▸ **TASK DIRECTIONS**
Please rewrite the entries with "eroded rock surface" swapped for "weathered rock surface" wherever it occurs, keeping everything else the same.

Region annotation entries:
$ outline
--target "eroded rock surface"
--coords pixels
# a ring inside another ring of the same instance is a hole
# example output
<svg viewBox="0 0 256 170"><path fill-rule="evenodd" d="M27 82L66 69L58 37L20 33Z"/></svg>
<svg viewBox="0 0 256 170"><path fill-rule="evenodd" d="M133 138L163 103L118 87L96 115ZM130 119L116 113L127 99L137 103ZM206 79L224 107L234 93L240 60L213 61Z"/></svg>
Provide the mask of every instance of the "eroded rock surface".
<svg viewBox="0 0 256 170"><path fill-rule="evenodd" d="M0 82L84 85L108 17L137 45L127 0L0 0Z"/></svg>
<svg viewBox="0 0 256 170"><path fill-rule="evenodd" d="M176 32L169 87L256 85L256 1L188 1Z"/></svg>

▸ **WRITTEN RESPONSE**
$ outline
--target "weathered rock surface"
--coords pixels
# a ring inside another ring of the same instance is a hole
# example output
<svg viewBox="0 0 256 170"><path fill-rule="evenodd" d="M27 82L66 69L58 37L20 33Z"/></svg>
<svg viewBox="0 0 256 170"><path fill-rule="evenodd" d="M133 138L163 103L118 87L96 115ZM130 119L116 113L127 99L137 103ZM206 79L224 107L234 93L240 60L213 61Z"/></svg>
Provide the mask of every instance of the "weathered rock surface".
<svg viewBox="0 0 256 170"><path fill-rule="evenodd" d="M0 82L84 85L108 17L137 45L127 0L0 0Z"/></svg>
<svg viewBox="0 0 256 170"><path fill-rule="evenodd" d="M176 32L169 87L256 85L256 1L188 1Z"/></svg>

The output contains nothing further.